◆ TEXTO DA PÁGINA
+ + + + + + +

Não permitimos que a inveja tome conta de nossa pessoa, nem nos perguntamos,
"Por que é que eles conseguem isso ou aquilo, e não eu?". Em vez
disso, formulamos a aspiração de que a felicidade deles seja duradoura, e
fazemos tudo o que está a nosso alcance para que isso aconteça. Ao nos
regozijarmos com a virtude dos outros, criamos tantas virtudes quanto eles
possuem. Do mesmo modo, se nos alegramos com a desventura de alguém, criamos
tanta não virtude quanto a pessoa que provocou essa desventura. No tempo do
Budha Sakiamuni, dois meninos estavam mendigando comida diante do palácio
de um rei. O rei havia convidado o Budha e seu séquito (comitiva) para almoçar,
e uma refeição maravilhosa havia sido preparada. Um dos meninos pôs-se a pedir
comida, antes que fosse oferecida ao Budha. Ninguém deu-lhe nada para comer, e
ele ficou com muita raiva. Ele pensou, "Se eu fosse um rei, iria cortar a
cabeça do Budha, a deste rei e a de todas as pessoas que o estão ajudando".
O outro menino esperou até que o Budha e o seu séquito houvessem se servido.
Então, pediu a comida que havia sobrado e recebeu tanto quanto conseguia comer.

+ + + + + + +

◆ MATERIAL FORNECIDO

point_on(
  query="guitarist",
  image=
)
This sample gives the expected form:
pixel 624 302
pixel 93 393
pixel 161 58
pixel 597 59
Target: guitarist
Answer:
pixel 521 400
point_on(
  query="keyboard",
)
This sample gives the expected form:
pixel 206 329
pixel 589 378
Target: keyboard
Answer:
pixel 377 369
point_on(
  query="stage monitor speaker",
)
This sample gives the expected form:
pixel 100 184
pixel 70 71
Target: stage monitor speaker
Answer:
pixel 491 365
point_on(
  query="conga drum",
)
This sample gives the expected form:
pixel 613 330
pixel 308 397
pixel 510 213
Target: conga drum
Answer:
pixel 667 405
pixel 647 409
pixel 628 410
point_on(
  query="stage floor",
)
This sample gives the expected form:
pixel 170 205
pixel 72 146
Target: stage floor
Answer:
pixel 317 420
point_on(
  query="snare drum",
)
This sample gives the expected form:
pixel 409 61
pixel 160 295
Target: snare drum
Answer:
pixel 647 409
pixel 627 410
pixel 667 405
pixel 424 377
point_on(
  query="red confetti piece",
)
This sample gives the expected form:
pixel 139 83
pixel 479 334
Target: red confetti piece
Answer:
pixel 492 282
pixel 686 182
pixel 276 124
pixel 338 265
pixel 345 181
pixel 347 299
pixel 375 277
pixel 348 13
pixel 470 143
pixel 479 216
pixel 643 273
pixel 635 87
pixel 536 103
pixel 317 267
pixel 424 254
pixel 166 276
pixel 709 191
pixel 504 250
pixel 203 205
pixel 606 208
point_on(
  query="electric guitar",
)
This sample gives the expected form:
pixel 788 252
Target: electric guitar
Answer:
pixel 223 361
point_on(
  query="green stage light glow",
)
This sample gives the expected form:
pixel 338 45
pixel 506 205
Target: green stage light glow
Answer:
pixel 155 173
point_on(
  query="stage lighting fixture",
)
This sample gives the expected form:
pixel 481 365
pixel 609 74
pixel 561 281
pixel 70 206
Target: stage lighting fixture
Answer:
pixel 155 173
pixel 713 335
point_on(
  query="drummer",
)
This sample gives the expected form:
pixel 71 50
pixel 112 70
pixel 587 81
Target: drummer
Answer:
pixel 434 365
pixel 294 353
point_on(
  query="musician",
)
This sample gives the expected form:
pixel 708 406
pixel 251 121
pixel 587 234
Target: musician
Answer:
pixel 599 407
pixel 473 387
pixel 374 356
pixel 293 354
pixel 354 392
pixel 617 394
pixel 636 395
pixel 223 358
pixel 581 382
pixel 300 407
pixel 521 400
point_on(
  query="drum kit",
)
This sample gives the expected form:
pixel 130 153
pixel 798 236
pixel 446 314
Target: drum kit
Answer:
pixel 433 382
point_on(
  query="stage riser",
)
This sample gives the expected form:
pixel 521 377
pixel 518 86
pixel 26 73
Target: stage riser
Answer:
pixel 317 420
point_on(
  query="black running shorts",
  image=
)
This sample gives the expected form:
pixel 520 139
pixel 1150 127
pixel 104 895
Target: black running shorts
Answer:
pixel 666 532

+ + + + + + +

◆ INSTRUÇÃO
Verta para o inglês esta frase do texto sobre a inveja: "Ao nos regozijarmos com a virtude dos outros, criamos tantas virtudes quanto eles possuem."

◆ ESPAÇO DA RESPOSTA
By rejoicing in the virtue of others, we create as many virtues as they possess.